───── RECORDS PROVIDED

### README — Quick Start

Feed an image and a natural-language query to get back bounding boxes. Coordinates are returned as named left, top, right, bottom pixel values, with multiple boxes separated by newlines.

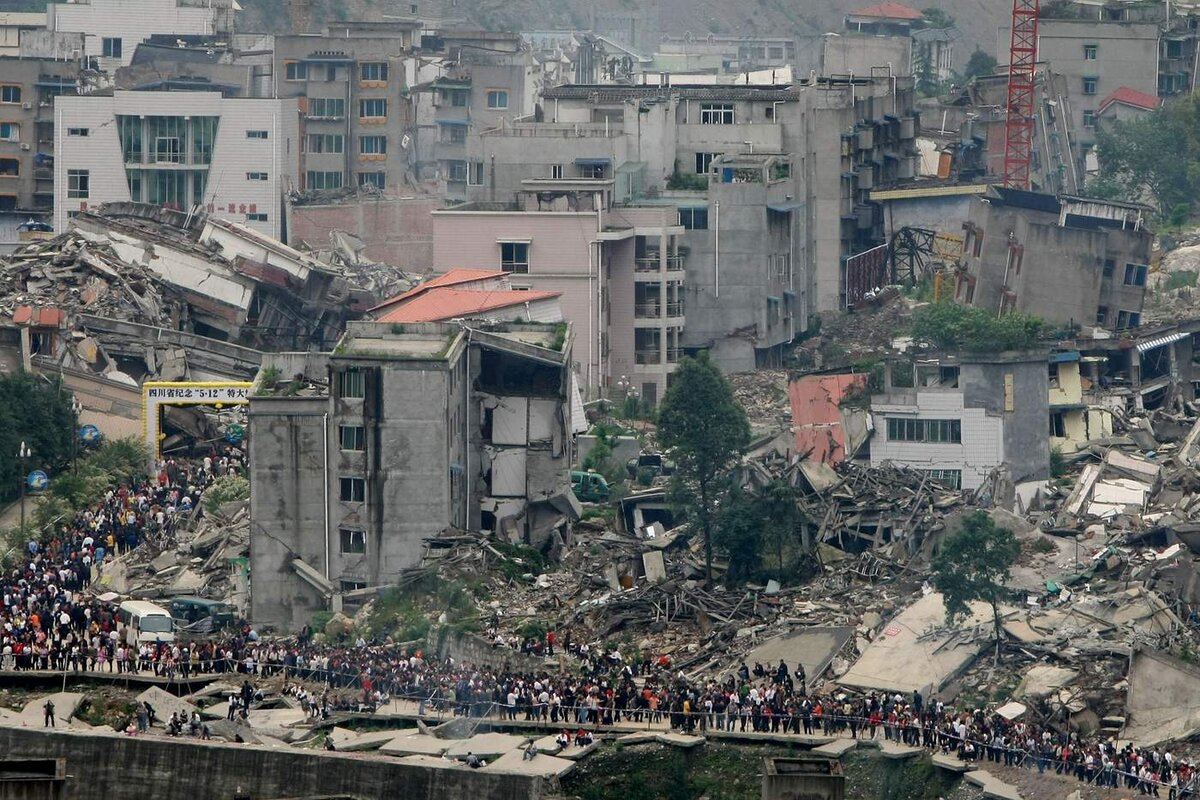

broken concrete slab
left=379, top=733, right=450, bottom=756
left=445, top=733, right=529, bottom=758
left=838, top=591, right=991, bottom=697
left=809, top=739, right=858, bottom=758
left=654, top=733, right=704, bottom=750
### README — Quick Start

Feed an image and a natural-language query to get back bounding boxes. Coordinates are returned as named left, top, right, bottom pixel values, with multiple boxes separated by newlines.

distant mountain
left=238, top=0, right=1012, bottom=66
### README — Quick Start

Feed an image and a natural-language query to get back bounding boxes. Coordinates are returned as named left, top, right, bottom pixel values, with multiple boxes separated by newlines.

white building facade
left=54, top=91, right=300, bottom=239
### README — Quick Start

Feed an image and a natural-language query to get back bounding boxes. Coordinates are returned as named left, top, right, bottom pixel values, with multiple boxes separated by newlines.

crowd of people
left=0, top=447, right=1200, bottom=800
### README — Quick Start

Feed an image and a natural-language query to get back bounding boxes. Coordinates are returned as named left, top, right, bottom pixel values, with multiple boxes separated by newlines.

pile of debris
left=0, top=230, right=186, bottom=326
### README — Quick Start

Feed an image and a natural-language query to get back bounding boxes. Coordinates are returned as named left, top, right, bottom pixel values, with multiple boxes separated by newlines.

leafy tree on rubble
left=931, top=511, right=1021, bottom=655
left=659, top=354, right=750, bottom=581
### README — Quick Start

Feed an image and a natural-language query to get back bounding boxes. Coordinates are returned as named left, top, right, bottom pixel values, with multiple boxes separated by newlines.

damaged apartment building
left=248, top=321, right=583, bottom=627
left=955, top=186, right=1153, bottom=330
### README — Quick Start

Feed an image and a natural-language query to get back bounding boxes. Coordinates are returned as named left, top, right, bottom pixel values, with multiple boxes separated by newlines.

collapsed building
left=250, top=321, right=583, bottom=627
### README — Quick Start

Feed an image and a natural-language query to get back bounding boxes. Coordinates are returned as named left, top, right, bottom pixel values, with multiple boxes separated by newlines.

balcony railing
left=634, top=350, right=662, bottom=363
left=634, top=255, right=684, bottom=272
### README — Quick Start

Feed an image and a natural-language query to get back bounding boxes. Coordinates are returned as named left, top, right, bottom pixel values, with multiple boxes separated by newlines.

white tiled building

──────────

PROMPT
Give all of the records above as a Markdown table with the columns No. and Line, one row per line, leaving out blank lines and the picture.

TASK RESPONSE
| No. | Line |
|---|---|
| 1 | ### README — Quick Start |
| 2 | Feed an image and a natural-language query to get back bounding boxes. Coordinates are returned as named left, top, right, bottom pixel values, with multiple boxes separated by newlines. |
| 3 | broken concrete slab |
| 4 | left=379, top=733, right=450, bottom=756 |
| 5 | left=445, top=733, right=529, bottom=758 |
| 6 | left=838, top=591, right=991, bottom=697 |
| 7 | left=809, top=739, right=858, bottom=758 |
| 8 | left=654, top=733, right=704, bottom=750 |
| 9 | ### README — Quick Start |
| 10 | Feed an image and a natural-language query to get back bounding boxes. Coordinates are returned as named left, top, right, bottom pixel values, with multiple boxes separated by newlines. |
| 11 | distant mountain |
| 12 | left=238, top=0, right=1012, bottom=66 |
| 13 | ### README — Quick Start |
| 14 | Feed an image and a natural-language query to get back bounding boxes. Coordinates are returned as named left, top, right, bottom pixel values, with multiple boxes separated by newlines. |
| 15 | white building facade |
| 16 | left=54, top=91, right=300, bottom=239 |
| 17 | ### README — Quick Start |
| 18 | Feed an image and a natural-language query to get back bounding boxes. Coordinates are returned as named left, top, right, bottom pixel values, with multiple boxes separated by newlines. |
| 19 | crowd of people |
| 20 | left=0, top=447, right=1200, bottom=800 |
| 21 | ### README — Quick Start |
| 22 | Feed an image and a natural-language query to get back bounding boxes. Coordinates are returned as named left, top, right, bottom pixel values, with multiple boxes separated by newlines. |
| 23 | pile of debris |
| 24 | left=0, top=230, right=186, bottom=326 |
| 25 | ### README — Quick Start |
| 26 | Feed an image and a natural-language query to get back bounding boxes. Coordinates are returned as named left, top, right, bottom pixel values, with multiple boxes separated by newlines. |
| 27 | leafy tree on rubble |
| 28 | left=931, top=511, right=1021, bottom=655 |
| 29 | left=659, top=354, right=750, bottom=581 |
| 30 | ### README — Quick Start |
| 31 | Feed an image and a natural-language query to get back bounding boxes. Coordinates are returned as named left, top, right, bottom pixel values, with multiple boxes separated by newlines. |
| 32 | damaged apartment building |
| 33 | left=248, top=321, right=583, bottom=627 |
| 34 | left=955, top=186, right=1153, bottom=330 |
| 35 | ### README — Quick Start |
| 36 | Feed an image and a natural-language query to get back bounding boxes. Coordinates are returned as named left, top, right, bottom pixel values, with multiple boxes separated by newlines. |
| 37 | collapsed building |
| 38 | left=250, top=321, right=583, bottom=627 |
| 39 | ### README — Quick Start |
| 40 | Feed an image and a natural-language query to get back bounding boxes. Coordinates are returned as named left, top, right, bottom pixel values, with multiple boxes separated by newlines. |
| 41 | balcony railing |
| 42 | left=634, top=350, right=662, bottom=363 |
| 43 | left=634, top=255, right=684, bottom=272 |
| 44 | ### README — Quick Start |
| 45 | Feed an image and a natural-language query to get back bounding boxes. Coordinates are returned as named left, top, right, bottom pixel values, with multiple boxes separated by newlines. |
| 46 | white tiled building |